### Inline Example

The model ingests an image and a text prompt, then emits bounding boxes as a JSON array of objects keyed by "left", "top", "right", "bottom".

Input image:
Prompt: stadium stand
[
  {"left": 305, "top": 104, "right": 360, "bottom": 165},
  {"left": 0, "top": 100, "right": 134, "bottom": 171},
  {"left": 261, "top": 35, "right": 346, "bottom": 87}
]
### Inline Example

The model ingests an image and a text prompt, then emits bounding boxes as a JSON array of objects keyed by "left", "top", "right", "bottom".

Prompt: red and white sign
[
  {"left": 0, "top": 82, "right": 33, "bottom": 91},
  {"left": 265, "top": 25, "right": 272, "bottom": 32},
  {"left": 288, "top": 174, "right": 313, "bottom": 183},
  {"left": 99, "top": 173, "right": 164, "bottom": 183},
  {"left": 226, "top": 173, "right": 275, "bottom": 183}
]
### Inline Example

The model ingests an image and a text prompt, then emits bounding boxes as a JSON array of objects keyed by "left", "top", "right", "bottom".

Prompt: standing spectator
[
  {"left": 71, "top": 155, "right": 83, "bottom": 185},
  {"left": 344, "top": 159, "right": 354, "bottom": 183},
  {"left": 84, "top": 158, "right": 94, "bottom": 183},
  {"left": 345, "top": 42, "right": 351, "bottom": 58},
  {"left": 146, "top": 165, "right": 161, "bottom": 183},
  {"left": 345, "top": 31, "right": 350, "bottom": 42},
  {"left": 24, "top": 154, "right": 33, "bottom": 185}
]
• • • • •
Rescale the items above by writing out every line again, all text included. Multiply each bounding-box coordinate by 0.65 and round it to the nearest whole number, with halves rounded up.

*Response to the task*:
### Inline Example

The model ingests an image and a text prompt, then emits bounding boxes as a JSON array of objects keyed by "left", "top", "right", "bottom".

Input image:
Prompt: stadium stand
[
  {"left": 198, "top": 68, "right": 234, "bottom": 107},
  {"left": 0, "top": 65, "right": 87, "bottom": 111},
  {"left": 170, "top": 23, "right": 225, "bottom": 57}
]
### Inline Example

The model ingests an image and a text prompt, then emits bounding boxes as a JSON array of objects keyed by "left", "top", "right", "bottom".

Prompt: red and white sign
[
  {"left": 0, "top": 53, "right": 21, "bottom": 59},
  {"left": 172, "top": 16, "right": 177, "bottom": 21},
  {"left": 187, "top": 113, "right": 203, "bottom": 119},
  {"left": 64, "top": 112, "right": 107, "bottom": 119},
  {"left": 147, "top": 112, "right": 179, "bottom": 119}
]
### Inline Example

The model ingests an image and a text prompt, then emits bounding boxes as a JSON array of objects keyed by "left", "top", "right", "bottom".

Prompt: standing spectator
[
  {"left": 46, "top": 101, "right": 54, "bottom": 120},
  {"left": 224, "top": 103, "right": 230, "bottom": 119},
  {"left": 55, "top": 103, "right": 61, "bottom": 119},
  {"left": 224, "top": 27, "right": 228, "bottom": 38},
  {"left": 95, "top": 107, "right": 105, "bottom": 119},
  {"left": 224, "top": 20, "right": 228, "bottom": 27},
  {"left": 16, "top": 100, "right": 21, "bottom": 120}
]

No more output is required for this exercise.